__YOUR OBJECTIVE__
Of all the lines below, output only those starting at the one with "Target: asphalt surface" and ending at the one with "[point] military helmet", both ends included, exactly as written.

===== DATA RECORDS =====

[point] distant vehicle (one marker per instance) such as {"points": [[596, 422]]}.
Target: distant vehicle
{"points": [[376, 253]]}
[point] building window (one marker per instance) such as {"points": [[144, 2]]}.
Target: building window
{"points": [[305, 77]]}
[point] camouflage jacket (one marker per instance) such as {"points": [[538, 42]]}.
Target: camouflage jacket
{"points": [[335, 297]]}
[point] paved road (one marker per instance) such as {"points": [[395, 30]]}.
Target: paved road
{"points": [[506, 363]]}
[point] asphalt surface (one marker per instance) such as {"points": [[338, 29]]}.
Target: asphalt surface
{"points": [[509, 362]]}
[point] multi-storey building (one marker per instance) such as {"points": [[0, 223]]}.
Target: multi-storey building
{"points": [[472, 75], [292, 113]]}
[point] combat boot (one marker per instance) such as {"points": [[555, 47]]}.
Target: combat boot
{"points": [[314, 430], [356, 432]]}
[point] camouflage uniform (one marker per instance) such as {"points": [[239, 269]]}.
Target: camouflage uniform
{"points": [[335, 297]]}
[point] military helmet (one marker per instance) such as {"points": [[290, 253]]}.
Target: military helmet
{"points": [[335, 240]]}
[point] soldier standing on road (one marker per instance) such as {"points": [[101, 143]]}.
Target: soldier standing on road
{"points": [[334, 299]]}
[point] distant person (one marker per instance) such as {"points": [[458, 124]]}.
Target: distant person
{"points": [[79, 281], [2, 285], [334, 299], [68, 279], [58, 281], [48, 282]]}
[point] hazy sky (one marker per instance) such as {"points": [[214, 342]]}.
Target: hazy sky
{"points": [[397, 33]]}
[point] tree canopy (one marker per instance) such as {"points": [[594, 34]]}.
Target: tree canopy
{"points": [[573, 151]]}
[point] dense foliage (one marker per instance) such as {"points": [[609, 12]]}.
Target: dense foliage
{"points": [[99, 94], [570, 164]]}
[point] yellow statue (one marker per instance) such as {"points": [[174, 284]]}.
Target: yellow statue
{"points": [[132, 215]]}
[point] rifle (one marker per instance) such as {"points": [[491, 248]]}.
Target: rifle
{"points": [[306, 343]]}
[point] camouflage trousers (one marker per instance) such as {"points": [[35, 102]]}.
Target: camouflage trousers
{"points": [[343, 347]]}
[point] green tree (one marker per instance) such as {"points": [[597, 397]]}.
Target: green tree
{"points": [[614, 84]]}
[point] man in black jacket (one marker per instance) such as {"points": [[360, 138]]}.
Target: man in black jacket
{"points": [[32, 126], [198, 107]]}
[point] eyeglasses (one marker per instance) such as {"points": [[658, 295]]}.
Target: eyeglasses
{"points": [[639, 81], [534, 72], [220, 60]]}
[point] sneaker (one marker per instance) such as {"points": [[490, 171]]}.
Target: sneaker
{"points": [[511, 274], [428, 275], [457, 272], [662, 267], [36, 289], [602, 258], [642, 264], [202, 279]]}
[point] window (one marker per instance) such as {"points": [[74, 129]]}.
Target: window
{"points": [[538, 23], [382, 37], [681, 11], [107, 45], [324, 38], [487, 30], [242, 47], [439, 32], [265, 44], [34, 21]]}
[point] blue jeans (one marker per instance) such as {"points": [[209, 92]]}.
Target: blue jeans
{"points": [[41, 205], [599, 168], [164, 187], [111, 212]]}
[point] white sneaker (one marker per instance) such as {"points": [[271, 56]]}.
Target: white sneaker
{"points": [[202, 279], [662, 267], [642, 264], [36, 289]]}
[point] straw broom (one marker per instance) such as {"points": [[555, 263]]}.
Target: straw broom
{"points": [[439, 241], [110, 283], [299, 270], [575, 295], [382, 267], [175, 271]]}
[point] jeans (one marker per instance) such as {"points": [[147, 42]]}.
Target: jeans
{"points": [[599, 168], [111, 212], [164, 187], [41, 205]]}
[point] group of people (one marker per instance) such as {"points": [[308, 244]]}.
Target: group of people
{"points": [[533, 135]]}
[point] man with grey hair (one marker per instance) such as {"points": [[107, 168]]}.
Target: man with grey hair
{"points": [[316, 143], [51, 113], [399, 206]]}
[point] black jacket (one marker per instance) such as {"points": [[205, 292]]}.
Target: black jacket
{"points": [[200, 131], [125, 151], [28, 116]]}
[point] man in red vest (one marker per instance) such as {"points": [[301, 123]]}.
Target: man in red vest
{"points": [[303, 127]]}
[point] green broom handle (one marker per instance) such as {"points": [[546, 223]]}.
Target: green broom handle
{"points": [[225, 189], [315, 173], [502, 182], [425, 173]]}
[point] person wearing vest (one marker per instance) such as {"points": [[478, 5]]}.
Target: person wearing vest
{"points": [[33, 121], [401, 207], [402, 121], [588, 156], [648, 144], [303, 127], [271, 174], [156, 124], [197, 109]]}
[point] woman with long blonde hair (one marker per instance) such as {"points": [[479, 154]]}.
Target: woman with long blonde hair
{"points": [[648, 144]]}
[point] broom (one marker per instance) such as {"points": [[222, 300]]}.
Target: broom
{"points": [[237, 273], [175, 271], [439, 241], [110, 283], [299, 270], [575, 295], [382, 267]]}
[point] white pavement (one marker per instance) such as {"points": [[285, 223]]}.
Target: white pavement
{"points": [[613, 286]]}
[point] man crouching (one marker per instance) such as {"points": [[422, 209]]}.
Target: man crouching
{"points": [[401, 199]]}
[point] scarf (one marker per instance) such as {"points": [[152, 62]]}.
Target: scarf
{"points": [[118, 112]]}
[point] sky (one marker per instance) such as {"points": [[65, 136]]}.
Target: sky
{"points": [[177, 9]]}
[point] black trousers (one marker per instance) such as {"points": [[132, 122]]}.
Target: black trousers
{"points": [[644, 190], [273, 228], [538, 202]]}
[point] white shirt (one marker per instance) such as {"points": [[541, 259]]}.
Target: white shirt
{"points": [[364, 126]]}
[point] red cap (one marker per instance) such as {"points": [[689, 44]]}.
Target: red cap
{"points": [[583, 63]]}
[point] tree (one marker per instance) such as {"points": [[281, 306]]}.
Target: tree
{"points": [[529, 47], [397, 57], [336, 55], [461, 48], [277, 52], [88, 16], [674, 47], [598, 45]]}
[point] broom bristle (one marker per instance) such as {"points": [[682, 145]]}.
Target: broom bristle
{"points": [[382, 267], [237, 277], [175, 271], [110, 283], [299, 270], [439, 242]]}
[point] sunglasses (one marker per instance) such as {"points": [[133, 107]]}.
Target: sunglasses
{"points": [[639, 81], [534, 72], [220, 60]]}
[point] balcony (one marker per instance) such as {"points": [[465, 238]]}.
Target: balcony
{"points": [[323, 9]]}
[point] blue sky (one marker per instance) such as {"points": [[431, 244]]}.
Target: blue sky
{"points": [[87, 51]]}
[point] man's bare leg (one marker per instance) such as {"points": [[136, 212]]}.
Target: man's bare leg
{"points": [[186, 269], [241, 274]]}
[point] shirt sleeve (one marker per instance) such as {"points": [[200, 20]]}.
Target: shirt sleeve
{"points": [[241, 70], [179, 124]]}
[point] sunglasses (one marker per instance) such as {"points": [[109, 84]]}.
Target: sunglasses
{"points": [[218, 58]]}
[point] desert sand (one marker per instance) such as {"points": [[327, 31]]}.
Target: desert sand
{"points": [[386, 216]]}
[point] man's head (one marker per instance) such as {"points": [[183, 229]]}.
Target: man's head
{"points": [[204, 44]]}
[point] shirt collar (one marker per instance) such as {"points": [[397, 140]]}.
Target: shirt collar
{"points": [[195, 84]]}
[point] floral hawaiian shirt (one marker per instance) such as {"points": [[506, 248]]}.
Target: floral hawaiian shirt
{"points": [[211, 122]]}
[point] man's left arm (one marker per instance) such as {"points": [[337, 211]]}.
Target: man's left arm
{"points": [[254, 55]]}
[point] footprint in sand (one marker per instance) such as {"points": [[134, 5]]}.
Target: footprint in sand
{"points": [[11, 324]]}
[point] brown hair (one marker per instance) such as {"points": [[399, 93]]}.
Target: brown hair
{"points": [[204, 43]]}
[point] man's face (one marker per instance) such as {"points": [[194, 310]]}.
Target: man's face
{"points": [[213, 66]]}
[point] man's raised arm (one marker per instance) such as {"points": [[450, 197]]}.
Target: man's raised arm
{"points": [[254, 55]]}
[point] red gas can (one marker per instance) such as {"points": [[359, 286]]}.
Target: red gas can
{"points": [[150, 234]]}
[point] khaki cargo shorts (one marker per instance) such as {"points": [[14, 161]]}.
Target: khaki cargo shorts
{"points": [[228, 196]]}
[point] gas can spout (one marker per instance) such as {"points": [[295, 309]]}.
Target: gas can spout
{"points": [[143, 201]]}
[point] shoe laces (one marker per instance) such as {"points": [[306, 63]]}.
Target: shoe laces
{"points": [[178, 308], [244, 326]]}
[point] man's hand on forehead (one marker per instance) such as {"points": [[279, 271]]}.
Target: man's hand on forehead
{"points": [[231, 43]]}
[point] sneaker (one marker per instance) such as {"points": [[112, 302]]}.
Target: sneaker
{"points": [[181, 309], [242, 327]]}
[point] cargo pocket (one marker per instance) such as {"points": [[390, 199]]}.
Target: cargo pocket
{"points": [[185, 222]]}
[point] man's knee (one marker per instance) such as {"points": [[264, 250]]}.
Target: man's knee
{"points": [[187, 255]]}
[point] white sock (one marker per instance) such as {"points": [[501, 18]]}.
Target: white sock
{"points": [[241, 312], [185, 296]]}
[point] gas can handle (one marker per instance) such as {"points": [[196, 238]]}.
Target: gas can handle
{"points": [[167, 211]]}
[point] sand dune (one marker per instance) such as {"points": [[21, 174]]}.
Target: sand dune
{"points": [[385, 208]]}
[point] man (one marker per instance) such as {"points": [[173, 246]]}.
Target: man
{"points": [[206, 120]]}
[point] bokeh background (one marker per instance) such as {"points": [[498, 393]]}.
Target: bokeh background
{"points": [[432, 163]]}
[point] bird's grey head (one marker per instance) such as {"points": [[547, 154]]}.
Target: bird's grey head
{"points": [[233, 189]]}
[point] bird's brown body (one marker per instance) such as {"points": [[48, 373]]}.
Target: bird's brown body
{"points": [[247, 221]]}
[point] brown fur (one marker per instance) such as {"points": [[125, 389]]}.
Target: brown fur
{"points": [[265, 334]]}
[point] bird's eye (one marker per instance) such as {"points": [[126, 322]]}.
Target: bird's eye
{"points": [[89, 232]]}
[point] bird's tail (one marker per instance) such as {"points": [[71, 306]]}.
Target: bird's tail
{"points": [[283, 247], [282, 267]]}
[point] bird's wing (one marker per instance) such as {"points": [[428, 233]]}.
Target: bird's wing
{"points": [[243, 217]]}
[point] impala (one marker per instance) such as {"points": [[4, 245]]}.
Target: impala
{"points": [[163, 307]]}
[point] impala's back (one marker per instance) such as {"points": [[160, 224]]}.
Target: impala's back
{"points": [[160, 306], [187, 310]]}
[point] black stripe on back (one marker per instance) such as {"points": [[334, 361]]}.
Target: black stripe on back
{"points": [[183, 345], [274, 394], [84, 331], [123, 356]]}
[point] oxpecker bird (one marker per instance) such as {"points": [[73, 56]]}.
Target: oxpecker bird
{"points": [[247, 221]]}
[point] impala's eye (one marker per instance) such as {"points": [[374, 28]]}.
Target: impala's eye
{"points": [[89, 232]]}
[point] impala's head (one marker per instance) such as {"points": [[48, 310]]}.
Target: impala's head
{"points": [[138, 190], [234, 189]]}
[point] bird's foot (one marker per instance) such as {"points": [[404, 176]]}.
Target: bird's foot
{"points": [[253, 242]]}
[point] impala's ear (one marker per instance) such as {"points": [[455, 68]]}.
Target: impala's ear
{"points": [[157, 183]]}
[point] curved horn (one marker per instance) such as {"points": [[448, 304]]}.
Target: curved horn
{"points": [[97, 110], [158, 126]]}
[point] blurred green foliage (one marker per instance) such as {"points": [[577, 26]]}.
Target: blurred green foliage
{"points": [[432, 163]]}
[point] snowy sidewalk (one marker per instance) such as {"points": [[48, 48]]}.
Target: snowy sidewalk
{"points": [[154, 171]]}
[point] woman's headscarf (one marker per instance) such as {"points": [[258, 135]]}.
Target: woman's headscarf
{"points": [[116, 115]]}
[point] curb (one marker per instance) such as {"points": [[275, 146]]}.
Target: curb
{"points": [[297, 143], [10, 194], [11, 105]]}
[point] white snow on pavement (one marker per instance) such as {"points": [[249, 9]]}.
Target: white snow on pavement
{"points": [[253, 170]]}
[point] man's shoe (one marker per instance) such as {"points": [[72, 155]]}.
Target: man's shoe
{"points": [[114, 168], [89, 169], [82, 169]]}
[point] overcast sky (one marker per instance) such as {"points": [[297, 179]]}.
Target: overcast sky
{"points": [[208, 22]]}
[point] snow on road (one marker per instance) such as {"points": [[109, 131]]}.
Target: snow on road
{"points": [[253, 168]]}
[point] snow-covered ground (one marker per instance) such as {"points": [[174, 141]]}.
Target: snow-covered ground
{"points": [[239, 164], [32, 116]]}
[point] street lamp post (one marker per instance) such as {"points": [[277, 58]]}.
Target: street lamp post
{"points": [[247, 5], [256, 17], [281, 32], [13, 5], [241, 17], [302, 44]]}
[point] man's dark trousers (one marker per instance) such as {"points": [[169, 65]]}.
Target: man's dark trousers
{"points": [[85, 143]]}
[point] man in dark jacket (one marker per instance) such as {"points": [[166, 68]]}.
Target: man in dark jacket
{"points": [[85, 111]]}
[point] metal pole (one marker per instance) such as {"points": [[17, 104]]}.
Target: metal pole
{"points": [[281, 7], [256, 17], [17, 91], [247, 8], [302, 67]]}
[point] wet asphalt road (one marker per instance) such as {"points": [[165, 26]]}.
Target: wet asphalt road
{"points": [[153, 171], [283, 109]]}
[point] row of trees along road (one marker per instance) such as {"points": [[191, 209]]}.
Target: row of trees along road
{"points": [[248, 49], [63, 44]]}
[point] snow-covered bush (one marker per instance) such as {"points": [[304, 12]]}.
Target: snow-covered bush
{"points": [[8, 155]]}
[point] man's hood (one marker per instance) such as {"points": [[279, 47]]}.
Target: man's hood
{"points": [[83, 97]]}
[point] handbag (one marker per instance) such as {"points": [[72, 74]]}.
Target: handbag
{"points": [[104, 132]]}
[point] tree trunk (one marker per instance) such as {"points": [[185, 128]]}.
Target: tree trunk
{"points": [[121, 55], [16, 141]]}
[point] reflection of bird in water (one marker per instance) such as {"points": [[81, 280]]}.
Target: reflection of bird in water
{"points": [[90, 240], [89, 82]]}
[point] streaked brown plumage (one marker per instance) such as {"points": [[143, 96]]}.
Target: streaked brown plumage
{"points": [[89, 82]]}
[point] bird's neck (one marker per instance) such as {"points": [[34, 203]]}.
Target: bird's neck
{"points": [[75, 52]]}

=====

__WRITTEN SOLUTION__
Target: asphalt surface
{"points": [[509, 362]]}
[point] multi-storey building (one marker per instance) such as {"points": [[0, 223]]}.
Target: multi-storey building
{"points": [[472, 75], [292, 113]]}
[point] combat boot (one marker per instance) such as {"points": [[555, 47]]}.
Target: combat boot
{"points": [[314, 430], [356, 432]]}
[point] camouflage uniform (one marker per instance) such as {"points": [[239, 269]]}.
Target: camouflage uniform
{"points": [[335, 297]]}
[point] military helmet (one marker per instance) such as {"points": [[290, 253]]}.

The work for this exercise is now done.